PROBLEM STATEMENT: Transcribe, without alteration, the line that includes "hey siri or whatever, detect the white wall" and each line after it until the records end, omitting all that precede it.

WORKING DATA:

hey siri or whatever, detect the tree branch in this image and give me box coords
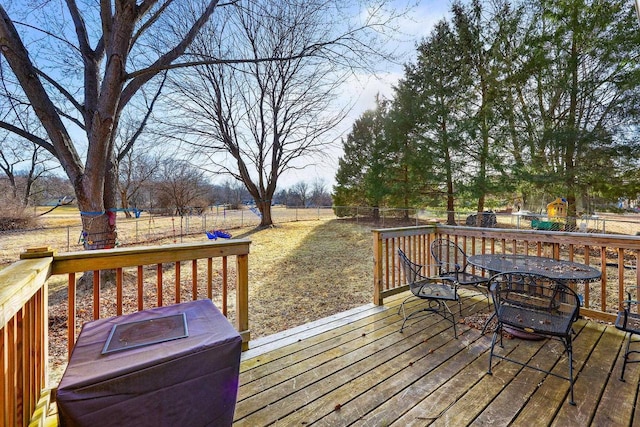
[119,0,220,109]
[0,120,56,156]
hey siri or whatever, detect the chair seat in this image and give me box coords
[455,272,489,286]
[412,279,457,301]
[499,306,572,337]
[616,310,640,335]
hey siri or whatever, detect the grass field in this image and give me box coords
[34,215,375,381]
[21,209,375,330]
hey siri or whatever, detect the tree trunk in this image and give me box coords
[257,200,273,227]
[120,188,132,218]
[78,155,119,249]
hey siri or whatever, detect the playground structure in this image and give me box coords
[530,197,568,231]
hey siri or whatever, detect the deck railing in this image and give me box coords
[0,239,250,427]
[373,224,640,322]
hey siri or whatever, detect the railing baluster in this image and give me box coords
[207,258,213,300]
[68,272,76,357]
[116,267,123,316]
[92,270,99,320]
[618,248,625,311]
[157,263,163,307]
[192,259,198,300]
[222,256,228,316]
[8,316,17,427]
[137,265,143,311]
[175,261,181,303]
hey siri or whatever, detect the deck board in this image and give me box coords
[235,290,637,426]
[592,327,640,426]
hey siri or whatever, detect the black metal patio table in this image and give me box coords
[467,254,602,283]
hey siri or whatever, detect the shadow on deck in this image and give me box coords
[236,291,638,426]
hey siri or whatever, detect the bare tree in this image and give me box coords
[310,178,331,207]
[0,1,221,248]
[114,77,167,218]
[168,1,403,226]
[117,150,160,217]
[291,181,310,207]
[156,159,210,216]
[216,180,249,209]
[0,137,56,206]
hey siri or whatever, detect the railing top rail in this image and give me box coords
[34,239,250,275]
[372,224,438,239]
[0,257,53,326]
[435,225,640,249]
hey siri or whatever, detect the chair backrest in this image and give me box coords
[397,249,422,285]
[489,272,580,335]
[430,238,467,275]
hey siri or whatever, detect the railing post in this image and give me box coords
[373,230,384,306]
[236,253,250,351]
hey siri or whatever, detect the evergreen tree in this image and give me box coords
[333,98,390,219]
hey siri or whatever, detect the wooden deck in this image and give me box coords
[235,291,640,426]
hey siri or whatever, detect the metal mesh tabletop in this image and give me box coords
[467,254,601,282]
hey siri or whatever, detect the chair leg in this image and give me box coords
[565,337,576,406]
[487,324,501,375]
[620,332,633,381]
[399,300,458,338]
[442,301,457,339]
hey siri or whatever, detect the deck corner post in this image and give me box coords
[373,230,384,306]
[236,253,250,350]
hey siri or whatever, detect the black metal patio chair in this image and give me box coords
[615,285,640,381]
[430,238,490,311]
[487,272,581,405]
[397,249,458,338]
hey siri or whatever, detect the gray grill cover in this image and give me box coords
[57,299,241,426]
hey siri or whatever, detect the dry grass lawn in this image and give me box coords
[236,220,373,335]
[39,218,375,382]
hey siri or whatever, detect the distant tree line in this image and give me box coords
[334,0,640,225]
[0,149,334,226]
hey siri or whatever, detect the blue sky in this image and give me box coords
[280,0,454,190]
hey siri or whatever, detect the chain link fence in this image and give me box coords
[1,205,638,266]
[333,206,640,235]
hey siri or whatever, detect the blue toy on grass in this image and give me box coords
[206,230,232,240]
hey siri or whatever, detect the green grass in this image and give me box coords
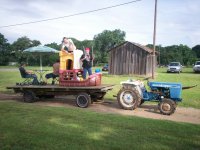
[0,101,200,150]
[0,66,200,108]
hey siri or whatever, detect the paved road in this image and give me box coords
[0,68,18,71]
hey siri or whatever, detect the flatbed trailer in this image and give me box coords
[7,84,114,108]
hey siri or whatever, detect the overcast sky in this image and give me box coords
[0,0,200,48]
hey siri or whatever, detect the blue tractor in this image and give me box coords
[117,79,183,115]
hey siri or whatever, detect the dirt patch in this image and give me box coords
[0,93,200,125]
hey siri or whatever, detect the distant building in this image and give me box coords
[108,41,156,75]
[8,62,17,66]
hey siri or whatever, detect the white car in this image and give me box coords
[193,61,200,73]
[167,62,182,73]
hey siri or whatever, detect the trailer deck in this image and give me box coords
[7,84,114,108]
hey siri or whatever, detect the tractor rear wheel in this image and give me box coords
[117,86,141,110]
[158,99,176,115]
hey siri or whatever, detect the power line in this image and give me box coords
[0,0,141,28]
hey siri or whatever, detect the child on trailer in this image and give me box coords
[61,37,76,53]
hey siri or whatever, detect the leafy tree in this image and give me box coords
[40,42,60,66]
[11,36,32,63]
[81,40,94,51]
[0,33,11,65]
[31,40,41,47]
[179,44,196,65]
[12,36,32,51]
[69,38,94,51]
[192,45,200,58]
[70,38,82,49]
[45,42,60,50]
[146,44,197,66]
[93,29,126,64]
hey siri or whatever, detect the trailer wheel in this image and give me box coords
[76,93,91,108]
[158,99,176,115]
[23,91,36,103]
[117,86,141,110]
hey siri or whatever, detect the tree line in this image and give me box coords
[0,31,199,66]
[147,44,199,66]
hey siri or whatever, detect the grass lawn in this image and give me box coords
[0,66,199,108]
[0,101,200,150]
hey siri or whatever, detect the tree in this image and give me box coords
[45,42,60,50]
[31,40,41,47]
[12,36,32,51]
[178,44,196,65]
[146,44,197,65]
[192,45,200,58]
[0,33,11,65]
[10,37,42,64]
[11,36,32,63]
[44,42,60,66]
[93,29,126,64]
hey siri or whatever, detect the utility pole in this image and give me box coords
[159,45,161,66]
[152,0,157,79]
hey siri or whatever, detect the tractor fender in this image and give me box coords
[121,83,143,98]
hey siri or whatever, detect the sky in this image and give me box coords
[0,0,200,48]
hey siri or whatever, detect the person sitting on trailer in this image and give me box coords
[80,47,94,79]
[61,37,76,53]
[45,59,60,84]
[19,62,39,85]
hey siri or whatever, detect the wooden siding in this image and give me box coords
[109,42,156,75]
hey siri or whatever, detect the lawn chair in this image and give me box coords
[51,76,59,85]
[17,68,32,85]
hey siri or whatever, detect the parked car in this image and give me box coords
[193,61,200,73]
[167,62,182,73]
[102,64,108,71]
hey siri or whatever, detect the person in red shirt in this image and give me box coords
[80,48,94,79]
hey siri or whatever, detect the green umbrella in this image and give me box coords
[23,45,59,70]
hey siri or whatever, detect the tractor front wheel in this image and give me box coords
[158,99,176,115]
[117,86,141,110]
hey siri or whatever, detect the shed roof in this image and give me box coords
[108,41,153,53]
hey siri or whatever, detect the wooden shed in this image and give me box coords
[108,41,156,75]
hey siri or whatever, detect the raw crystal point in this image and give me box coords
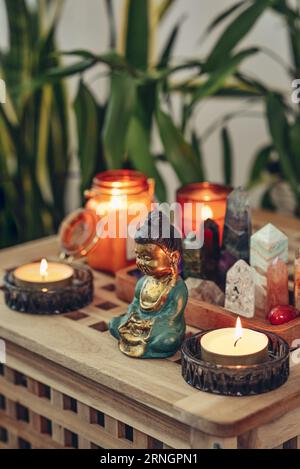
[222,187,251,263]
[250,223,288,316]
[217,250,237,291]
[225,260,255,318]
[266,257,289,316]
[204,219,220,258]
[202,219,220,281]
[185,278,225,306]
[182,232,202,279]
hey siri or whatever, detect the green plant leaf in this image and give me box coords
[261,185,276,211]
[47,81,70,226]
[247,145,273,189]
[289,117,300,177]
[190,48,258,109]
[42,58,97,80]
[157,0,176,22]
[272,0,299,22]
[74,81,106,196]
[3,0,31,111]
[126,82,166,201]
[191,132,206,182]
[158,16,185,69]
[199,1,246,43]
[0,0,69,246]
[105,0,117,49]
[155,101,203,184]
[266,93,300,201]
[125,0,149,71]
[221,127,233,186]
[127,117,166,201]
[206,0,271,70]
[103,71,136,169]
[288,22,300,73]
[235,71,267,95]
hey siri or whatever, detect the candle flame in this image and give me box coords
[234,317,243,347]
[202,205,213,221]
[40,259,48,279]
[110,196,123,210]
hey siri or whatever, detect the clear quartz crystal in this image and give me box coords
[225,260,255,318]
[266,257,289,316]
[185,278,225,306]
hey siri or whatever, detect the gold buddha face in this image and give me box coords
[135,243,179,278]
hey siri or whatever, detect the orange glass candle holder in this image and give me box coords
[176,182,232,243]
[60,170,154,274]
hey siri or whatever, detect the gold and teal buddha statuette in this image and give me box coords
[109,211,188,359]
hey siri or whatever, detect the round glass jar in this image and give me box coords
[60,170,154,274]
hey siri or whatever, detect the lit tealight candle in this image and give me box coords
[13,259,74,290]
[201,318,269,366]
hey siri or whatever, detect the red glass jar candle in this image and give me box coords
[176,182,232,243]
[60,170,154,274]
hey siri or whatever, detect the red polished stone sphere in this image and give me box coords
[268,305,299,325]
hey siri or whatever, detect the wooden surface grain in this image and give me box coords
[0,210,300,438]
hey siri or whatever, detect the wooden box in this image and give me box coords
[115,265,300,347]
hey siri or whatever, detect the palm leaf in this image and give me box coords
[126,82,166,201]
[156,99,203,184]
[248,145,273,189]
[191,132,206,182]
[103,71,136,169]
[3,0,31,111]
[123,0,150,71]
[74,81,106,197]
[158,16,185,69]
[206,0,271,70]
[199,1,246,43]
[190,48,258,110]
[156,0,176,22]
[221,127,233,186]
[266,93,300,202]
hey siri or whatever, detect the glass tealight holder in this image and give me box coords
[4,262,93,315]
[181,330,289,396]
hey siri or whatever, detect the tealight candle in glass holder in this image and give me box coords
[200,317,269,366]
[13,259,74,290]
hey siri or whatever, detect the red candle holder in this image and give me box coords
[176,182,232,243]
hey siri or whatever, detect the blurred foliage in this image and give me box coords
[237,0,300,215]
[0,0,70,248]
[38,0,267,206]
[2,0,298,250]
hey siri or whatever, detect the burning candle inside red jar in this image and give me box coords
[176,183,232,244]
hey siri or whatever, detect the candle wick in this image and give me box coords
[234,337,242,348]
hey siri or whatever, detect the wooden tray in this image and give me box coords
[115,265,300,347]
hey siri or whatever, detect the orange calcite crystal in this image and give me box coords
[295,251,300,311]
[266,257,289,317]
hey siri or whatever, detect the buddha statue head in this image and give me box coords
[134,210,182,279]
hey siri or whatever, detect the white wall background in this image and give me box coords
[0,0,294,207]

OUTPUT OF THE EXERCISE:
hey siri or whatever, detect the white wall background in this image and give me box coords
[0,0,294,207]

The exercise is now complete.